- _SHORT PROBLEM_
Extract each line of the listing below that contains the word "fixture".

- _EXTRACTED DATA_
· · · · ·
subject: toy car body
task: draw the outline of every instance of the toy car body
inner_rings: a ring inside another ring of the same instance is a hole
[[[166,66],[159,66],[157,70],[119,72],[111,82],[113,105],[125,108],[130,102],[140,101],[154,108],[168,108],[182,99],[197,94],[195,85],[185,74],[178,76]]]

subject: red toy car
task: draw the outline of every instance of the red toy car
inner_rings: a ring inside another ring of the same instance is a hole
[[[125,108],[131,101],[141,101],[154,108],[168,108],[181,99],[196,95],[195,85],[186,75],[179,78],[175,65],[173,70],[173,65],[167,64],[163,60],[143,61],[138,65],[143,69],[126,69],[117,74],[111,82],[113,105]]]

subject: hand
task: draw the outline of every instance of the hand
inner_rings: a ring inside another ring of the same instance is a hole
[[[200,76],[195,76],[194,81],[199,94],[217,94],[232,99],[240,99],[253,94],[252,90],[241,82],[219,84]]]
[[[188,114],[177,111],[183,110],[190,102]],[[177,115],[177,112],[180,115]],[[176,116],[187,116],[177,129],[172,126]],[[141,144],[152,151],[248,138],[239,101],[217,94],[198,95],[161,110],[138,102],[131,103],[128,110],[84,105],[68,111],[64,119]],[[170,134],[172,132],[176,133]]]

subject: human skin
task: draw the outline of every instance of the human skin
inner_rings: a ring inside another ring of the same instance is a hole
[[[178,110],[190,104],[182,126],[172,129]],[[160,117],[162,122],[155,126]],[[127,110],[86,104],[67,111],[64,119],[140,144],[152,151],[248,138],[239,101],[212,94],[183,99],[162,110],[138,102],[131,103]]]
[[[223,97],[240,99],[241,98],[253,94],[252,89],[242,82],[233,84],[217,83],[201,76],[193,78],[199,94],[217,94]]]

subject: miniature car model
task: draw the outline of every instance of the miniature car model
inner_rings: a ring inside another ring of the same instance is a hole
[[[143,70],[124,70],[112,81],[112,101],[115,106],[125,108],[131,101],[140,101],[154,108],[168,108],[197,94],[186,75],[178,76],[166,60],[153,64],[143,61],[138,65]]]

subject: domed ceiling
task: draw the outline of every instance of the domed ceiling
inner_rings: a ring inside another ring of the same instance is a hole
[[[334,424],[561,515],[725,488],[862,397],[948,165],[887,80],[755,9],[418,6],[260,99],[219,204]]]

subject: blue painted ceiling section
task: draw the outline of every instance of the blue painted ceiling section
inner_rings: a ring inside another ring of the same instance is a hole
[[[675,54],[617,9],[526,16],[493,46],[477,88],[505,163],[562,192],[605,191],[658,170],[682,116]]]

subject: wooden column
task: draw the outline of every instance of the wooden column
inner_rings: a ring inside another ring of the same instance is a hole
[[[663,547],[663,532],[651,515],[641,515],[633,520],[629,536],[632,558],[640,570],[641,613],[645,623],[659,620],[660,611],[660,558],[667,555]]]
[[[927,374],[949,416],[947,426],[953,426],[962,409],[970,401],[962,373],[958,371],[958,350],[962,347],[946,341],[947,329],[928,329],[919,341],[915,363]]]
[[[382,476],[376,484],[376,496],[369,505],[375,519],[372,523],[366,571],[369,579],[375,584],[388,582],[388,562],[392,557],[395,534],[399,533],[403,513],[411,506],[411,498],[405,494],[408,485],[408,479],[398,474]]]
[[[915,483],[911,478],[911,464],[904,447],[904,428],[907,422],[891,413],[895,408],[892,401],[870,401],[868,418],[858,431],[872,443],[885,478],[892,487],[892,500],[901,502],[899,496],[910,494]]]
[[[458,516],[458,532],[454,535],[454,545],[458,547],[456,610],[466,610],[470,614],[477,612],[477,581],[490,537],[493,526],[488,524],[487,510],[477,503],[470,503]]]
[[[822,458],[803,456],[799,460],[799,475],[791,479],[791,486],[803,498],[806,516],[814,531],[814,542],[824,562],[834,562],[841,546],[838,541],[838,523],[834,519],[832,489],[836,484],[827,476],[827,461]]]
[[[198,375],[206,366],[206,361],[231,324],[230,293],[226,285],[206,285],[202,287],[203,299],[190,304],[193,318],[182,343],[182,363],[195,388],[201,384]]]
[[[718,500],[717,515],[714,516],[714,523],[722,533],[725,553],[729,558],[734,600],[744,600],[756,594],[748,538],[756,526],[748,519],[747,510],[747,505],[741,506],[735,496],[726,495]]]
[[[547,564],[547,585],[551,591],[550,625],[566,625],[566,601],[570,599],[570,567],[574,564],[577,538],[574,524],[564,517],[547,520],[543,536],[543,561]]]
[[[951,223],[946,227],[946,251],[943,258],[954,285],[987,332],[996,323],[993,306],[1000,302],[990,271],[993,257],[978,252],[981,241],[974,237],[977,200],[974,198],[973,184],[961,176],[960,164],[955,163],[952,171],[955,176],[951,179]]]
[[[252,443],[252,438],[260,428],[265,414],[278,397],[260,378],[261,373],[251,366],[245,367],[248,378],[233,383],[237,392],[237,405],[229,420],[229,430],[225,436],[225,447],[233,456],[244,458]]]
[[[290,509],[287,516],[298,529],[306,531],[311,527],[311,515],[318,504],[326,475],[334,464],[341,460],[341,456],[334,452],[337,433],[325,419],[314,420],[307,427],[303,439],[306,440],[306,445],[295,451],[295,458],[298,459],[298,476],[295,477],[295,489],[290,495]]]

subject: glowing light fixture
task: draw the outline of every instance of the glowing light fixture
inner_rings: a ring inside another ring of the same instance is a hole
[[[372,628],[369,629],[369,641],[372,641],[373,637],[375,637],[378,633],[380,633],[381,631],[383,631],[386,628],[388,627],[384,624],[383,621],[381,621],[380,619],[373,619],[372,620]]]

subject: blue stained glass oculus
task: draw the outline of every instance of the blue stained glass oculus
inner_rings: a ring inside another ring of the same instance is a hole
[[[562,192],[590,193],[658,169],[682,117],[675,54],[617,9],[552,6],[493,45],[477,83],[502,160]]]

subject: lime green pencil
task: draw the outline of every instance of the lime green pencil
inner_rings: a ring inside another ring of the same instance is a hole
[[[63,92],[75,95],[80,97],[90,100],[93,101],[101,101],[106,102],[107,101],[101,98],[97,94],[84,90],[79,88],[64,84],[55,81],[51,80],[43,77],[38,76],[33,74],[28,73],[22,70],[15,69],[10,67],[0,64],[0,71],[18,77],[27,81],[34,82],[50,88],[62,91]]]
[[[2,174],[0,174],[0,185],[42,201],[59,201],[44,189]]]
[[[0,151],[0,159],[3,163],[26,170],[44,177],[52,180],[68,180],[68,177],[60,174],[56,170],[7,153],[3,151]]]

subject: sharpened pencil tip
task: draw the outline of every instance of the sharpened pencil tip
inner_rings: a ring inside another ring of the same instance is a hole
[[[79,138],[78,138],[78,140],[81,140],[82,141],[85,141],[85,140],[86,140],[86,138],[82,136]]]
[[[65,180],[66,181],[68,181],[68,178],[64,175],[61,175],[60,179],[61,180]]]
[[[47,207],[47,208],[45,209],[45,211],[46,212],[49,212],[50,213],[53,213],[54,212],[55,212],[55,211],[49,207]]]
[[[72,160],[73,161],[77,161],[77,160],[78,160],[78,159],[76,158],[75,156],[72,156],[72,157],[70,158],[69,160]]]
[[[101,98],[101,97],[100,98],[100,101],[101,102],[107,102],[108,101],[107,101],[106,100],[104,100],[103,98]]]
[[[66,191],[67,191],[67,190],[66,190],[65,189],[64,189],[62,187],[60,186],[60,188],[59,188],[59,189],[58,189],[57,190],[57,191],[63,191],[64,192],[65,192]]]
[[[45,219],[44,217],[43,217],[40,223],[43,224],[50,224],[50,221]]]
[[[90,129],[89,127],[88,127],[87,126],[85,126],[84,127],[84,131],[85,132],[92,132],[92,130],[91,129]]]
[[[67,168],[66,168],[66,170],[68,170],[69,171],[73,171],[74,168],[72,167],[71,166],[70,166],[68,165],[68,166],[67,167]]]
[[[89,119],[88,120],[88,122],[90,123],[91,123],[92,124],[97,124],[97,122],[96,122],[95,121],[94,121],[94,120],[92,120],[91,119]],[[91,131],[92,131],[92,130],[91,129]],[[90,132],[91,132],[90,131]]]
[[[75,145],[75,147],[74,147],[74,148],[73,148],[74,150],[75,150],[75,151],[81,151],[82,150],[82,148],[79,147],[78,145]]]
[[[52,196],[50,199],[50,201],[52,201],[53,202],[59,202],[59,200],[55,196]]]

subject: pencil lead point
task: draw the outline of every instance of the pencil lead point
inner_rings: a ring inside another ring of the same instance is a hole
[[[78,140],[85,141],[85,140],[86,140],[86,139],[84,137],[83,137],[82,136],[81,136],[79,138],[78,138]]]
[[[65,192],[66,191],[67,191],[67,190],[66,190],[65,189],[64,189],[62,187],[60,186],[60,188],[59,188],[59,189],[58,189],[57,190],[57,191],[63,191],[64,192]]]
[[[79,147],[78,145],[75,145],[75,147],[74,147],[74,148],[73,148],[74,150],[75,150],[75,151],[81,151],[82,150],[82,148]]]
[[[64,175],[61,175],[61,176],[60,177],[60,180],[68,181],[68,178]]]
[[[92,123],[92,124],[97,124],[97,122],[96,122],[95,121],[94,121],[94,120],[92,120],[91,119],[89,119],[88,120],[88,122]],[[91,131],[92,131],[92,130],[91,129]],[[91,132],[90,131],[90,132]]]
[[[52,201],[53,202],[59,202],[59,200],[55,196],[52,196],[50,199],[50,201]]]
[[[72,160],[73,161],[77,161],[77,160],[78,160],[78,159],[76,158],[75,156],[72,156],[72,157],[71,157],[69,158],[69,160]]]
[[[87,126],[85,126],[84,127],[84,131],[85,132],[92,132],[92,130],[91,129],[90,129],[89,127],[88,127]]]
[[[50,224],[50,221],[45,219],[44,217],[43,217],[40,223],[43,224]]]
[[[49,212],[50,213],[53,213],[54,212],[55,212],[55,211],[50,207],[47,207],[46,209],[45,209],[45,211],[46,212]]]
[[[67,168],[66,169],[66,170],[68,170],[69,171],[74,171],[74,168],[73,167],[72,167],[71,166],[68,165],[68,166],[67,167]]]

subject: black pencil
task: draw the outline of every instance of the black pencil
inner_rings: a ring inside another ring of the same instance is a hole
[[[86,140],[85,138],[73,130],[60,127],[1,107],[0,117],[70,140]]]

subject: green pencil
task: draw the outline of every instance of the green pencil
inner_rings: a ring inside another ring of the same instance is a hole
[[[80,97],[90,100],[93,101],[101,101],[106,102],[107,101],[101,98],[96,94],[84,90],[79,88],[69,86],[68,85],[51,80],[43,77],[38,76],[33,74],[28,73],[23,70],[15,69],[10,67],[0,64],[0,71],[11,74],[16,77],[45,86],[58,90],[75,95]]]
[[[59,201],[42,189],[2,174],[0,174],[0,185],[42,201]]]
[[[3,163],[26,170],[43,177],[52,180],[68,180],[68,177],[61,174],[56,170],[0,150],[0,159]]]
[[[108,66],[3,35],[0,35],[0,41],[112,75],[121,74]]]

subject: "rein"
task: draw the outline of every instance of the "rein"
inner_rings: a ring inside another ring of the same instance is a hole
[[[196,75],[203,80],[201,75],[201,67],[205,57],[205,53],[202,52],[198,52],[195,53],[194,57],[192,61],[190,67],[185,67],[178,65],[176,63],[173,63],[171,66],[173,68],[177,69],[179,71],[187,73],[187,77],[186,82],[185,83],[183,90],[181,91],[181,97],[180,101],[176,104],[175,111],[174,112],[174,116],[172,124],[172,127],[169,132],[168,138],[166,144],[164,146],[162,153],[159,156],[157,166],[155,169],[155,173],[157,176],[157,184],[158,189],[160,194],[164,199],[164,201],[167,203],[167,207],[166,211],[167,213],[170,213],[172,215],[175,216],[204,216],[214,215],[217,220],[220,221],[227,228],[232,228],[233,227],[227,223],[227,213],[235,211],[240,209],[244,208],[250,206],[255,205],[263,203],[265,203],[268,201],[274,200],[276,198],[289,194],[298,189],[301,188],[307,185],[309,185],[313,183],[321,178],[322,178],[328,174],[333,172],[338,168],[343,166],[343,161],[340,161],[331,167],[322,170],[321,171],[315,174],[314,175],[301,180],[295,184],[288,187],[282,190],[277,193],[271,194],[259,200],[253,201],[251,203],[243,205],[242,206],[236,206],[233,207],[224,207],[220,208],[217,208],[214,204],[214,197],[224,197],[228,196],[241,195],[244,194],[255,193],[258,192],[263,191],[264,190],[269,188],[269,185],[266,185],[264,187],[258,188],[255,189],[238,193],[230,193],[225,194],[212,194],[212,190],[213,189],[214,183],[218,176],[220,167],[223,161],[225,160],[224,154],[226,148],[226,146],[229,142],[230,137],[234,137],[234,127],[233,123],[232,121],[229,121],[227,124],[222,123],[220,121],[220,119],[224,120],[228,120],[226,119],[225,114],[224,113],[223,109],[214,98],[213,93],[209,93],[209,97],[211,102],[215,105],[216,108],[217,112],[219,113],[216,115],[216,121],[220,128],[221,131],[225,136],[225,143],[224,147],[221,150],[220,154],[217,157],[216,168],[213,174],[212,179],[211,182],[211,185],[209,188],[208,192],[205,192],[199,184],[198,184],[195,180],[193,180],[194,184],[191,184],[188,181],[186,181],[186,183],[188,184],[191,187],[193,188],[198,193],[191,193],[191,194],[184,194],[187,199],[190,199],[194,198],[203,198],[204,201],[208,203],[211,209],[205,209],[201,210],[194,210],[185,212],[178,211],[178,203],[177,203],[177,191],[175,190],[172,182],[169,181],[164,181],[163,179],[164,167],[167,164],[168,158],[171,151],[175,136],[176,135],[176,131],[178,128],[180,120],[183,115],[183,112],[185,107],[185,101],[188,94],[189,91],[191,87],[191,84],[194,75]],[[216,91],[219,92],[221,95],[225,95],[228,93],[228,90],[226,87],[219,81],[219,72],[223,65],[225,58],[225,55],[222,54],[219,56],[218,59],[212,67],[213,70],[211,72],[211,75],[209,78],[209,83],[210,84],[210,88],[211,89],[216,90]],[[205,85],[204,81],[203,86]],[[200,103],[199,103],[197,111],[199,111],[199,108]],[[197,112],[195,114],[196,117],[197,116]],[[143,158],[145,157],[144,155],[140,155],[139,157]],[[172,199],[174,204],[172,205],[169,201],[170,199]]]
· · · · ·
- _WORKED SOLUTION_
subject: glowing light fixture
task: draw the outline of every instance of the glowing light fixture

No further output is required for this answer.